>>>>

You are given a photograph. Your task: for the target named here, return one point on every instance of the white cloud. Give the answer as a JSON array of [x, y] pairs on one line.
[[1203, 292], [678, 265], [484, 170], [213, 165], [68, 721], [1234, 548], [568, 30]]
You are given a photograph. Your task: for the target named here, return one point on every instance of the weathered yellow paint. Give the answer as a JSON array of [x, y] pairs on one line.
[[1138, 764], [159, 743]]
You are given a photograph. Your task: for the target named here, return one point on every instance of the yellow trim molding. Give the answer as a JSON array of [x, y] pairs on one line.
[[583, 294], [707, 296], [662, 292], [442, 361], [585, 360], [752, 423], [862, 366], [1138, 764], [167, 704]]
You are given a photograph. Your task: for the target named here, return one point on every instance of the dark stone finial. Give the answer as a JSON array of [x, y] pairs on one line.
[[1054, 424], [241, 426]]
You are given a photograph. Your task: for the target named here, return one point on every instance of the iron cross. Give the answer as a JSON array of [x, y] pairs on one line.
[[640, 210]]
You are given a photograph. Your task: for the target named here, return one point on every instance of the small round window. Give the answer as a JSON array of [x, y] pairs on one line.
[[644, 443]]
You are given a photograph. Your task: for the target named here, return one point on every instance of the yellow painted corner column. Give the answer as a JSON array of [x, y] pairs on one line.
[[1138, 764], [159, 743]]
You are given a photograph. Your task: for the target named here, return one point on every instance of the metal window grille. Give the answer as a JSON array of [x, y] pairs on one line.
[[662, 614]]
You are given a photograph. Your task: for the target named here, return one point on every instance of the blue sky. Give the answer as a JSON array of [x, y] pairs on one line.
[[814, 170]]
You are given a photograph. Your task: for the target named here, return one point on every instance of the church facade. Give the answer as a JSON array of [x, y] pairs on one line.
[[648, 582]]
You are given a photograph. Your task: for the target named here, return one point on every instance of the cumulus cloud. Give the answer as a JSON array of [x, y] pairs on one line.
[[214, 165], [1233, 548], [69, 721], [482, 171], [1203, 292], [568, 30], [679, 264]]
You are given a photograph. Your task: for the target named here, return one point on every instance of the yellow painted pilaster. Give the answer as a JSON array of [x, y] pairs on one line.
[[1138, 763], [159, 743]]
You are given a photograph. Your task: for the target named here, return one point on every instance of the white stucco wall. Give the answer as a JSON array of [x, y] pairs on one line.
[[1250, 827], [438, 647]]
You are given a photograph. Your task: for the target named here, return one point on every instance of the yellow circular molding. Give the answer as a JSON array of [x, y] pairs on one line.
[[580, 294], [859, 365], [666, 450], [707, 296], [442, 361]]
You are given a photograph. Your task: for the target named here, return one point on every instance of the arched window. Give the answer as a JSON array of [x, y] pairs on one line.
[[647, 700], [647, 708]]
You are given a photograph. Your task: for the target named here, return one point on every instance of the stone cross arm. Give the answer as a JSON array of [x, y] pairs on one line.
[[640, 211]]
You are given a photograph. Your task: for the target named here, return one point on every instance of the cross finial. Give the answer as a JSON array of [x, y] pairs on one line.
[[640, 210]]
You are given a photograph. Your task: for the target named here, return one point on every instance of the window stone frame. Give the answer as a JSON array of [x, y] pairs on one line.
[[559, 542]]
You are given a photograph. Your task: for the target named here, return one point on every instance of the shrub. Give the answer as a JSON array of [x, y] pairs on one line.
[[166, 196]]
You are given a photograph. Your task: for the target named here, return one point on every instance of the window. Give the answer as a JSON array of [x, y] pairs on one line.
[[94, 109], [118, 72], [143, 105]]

<<<<

Reproduce the material verbatim, starting at the line containing "of the stone" and stopping after the line containing "[[559, 542]]", with both of those lines included.

CORRECT RESULT:
You are given a photograph. Your task: for the target named here, return one point on every instance of the stone cross arm. Give the answer as a JSON array of [x, y] pairs on one line.
[[640, 211]]
You are given a photograph. Your task: for the target named here, return one point on every instance of the cross finial. Give the answer as a JSON array of [x, y] pairs on one line.
[[640, 210]]
You are given a photograph. Your task: for the target named here, return one point on every instance of the window stone frame. Give the answer as a JSON array of [x, y] pairs on one line.
[[559, 542]]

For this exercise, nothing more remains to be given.